▸ **Material supplied**
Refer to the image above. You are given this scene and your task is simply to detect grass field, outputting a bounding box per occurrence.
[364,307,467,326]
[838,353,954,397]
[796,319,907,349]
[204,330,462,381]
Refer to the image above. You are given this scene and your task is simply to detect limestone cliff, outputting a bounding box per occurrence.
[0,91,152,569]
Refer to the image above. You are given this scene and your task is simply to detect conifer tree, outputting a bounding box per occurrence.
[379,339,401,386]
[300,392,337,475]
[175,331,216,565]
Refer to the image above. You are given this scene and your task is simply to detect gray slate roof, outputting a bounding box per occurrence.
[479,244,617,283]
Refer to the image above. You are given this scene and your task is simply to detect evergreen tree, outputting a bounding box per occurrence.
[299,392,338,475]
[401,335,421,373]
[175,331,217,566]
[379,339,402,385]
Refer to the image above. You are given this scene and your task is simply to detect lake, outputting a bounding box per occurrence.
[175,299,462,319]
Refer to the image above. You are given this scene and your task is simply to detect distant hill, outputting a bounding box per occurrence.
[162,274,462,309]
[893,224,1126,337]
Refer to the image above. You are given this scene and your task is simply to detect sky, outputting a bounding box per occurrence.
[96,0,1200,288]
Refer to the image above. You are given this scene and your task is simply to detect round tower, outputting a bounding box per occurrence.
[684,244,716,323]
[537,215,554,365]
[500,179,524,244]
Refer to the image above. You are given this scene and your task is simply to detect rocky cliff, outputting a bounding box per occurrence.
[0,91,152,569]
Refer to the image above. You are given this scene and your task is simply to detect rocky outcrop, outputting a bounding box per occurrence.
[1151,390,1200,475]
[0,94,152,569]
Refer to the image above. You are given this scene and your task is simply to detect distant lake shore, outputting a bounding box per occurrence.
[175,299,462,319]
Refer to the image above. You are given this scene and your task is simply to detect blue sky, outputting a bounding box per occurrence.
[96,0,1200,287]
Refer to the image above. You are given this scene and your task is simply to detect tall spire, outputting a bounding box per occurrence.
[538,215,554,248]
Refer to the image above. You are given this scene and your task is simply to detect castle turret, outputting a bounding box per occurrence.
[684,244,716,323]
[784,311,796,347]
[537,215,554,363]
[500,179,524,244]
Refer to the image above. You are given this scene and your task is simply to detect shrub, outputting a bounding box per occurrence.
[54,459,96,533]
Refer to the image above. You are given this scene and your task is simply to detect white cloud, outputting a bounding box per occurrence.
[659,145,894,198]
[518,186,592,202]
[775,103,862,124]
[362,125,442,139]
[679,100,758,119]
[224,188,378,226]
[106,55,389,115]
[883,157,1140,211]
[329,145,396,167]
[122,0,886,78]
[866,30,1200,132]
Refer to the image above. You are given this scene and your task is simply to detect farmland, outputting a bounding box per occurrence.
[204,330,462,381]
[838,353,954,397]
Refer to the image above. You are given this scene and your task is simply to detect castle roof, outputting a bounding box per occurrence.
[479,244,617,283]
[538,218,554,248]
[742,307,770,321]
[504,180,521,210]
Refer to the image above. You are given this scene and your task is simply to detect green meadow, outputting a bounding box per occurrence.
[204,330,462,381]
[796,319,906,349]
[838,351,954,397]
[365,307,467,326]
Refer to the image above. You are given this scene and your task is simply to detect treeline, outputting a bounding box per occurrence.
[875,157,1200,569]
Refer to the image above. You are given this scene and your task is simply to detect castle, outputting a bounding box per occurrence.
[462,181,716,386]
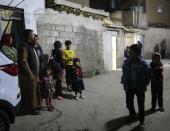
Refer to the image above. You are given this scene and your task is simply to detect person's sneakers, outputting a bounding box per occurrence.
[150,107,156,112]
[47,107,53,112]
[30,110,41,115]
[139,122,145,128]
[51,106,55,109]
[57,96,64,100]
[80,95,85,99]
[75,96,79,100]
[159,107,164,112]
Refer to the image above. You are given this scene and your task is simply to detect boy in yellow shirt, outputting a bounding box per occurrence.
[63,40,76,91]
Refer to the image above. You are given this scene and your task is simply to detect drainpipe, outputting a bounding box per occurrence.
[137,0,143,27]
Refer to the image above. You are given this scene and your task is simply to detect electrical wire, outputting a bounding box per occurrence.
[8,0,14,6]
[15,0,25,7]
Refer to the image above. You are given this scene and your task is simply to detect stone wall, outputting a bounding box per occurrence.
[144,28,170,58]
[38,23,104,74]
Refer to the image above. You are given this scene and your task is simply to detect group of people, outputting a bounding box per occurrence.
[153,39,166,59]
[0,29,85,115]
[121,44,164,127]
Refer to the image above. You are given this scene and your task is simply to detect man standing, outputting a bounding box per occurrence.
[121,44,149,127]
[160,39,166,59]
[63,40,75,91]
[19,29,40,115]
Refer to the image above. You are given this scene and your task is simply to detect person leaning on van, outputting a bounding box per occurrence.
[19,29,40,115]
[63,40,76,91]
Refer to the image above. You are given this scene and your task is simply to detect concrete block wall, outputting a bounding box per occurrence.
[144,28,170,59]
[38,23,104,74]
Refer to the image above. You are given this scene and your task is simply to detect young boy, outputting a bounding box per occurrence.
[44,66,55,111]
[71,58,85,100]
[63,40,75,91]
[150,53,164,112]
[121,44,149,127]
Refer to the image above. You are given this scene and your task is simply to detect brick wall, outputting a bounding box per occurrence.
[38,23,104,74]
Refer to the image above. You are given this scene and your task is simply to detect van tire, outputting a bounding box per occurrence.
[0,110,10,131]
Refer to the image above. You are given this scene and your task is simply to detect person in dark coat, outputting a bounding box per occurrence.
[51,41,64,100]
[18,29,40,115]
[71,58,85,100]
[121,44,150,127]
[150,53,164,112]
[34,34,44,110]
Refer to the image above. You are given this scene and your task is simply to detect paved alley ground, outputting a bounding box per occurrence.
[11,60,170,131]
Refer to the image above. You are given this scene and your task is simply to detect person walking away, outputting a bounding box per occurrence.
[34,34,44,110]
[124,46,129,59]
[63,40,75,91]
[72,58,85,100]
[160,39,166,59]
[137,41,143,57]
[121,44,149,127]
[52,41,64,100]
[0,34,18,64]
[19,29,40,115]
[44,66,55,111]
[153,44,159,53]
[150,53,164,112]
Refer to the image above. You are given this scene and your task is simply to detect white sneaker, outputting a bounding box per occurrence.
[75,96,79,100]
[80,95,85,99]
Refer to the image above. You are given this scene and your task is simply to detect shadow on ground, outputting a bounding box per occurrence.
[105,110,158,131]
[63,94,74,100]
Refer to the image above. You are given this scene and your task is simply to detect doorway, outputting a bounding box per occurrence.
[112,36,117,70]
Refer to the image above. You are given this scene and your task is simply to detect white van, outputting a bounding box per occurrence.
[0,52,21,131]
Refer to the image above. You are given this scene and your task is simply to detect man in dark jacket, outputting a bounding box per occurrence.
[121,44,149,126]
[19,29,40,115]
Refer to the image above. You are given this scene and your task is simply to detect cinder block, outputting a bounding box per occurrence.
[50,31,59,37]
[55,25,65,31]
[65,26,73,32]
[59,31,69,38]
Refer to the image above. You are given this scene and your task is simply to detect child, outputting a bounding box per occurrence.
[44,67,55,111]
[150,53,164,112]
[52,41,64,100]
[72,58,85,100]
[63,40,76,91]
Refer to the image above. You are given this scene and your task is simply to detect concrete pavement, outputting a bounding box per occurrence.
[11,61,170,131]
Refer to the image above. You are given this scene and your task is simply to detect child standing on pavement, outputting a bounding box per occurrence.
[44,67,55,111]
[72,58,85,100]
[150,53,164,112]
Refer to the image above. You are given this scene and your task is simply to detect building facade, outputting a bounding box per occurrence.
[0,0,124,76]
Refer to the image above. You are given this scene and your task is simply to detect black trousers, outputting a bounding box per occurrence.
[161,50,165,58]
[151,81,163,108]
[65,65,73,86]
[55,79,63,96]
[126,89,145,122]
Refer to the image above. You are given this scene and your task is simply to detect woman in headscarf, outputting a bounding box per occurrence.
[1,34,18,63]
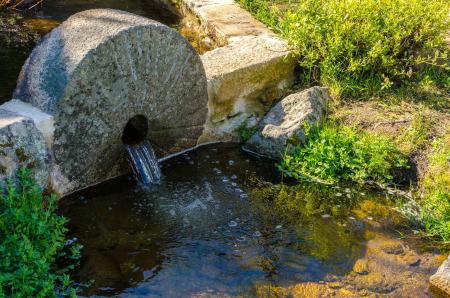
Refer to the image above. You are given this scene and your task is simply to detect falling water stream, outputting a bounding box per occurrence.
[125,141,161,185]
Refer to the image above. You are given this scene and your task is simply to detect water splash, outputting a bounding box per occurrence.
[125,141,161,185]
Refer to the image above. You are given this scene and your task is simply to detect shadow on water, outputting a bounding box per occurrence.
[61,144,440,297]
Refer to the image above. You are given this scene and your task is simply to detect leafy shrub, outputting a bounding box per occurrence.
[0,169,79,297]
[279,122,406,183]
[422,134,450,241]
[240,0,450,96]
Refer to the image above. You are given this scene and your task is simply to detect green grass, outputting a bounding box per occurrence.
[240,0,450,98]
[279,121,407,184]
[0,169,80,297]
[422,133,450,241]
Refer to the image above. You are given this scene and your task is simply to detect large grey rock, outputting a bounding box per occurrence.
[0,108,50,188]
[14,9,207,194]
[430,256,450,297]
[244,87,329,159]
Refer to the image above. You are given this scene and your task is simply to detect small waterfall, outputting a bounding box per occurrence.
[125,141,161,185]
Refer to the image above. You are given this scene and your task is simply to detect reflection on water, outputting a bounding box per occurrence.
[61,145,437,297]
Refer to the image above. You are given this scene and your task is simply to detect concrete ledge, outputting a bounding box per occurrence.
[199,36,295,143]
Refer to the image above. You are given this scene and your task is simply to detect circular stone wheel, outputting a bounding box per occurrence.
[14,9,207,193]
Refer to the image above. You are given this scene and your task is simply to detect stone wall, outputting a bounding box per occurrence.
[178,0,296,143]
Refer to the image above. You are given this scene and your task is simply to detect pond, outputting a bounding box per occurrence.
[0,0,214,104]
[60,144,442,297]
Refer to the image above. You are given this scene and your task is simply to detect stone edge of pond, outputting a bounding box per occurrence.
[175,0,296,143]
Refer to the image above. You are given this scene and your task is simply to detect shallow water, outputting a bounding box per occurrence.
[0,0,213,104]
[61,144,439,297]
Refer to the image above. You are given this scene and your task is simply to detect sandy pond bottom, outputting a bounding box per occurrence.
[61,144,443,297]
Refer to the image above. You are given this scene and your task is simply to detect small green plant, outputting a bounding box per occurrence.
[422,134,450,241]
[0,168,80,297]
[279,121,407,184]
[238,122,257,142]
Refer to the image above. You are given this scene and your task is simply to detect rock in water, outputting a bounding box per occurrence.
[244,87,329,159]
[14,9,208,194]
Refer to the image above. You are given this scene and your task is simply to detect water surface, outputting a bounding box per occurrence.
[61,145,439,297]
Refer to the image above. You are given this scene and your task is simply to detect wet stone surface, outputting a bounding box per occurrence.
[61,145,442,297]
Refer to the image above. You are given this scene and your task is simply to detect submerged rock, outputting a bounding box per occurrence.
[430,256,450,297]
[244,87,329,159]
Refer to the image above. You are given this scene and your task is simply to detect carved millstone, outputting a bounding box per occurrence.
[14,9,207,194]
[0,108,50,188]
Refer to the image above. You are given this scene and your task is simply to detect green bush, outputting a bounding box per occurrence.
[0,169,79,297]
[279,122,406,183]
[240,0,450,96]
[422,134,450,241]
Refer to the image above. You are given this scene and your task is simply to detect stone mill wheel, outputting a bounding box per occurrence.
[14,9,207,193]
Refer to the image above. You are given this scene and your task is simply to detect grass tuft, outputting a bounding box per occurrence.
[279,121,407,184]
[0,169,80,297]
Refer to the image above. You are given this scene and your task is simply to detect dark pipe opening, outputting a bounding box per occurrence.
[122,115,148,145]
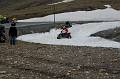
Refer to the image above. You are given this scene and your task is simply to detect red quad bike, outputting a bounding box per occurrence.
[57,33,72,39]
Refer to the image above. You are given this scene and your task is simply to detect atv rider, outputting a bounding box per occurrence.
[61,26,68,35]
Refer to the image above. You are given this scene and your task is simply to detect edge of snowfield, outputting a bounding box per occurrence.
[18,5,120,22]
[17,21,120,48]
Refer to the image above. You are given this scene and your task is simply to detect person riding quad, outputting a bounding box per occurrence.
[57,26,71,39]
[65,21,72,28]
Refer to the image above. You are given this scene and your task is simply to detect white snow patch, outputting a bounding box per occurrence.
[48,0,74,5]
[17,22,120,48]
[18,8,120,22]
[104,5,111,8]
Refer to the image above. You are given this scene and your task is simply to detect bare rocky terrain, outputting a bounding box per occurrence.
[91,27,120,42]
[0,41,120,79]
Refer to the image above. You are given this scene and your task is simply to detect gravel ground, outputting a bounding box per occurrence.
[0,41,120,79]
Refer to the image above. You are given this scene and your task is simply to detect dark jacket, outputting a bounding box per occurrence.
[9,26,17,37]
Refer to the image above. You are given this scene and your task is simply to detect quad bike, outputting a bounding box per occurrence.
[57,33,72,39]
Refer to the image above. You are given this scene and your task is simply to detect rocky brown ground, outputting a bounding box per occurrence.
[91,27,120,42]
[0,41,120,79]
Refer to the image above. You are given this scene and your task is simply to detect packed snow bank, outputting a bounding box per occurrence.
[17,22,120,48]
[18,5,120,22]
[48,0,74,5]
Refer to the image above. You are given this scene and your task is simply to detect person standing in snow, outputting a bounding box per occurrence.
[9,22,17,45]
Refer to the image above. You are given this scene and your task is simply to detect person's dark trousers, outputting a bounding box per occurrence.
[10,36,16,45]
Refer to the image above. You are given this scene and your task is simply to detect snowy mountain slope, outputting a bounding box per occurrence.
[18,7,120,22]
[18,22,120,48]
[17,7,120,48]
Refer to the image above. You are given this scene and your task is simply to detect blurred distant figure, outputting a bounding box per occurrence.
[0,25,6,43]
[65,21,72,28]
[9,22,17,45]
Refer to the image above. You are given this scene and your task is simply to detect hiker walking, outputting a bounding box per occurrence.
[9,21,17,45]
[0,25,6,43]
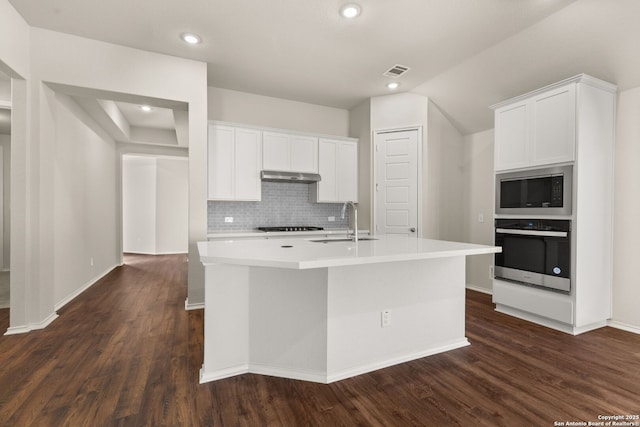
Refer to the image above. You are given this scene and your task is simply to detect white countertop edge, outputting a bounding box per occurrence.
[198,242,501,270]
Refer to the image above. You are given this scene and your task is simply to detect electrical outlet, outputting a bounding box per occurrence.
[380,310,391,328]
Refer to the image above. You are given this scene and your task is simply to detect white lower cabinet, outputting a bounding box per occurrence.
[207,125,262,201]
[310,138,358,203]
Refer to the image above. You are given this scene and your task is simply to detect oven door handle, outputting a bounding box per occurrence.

▸ **Exercise objective**
Print the part of the records that opens with the line containing "lake, outputting a bounding box per occurrence." and closes with the line containing "[538,215,554,248]", reproducing each line exactly with both of those lines included.

▸ **Output below**
Refer to the image above. You are given this scene and your task is simply to detect lake, outputting a bounding box per occurrence.
[175,299,462,319]
Refer to the image above. You are given this scene and your task is simply to detect distant hill, outputting a bounding box per occurrence.
[162,274,462,309]
[893,224,1126,337]
Refer to the image above. You are given this scene and your task is simply to detect sky, outputting a bounding box per occurrence.
[96,0,1200,288]
Refer to the image above. You are given this scene and your task is simply to detect round tower, outputting a bounding box per occurrence.
[684,244,716,323]
[537,215,554,365]
[500,179,524,244]
Refer to the image above. You are given this scene and your task is simply to detect rocky cliff, outputting a bounding box per occurrence.
[0,91,152,569]
Refer to the image above. You are given this scene and your task is simply to detect rocky outcrop, outputting a bounding box per occurrence.
[1151,390,1200,475]
[0,94,152,569]
Refer to the image above. You are given this scene and your task is simply to detect distant lake shore, outputting a bounding box per occurrence.
[175,299,462,319]
Refer to the image above. You are given this scene and your task is simply to detect blue sky, outputting a bounding box per occurrence.
[96,0,1200,287]
Refer to the image above. You are given this scene and your task is simply to detect tall spire, outputting a bounding box per occurrence.
[538,215,554,248]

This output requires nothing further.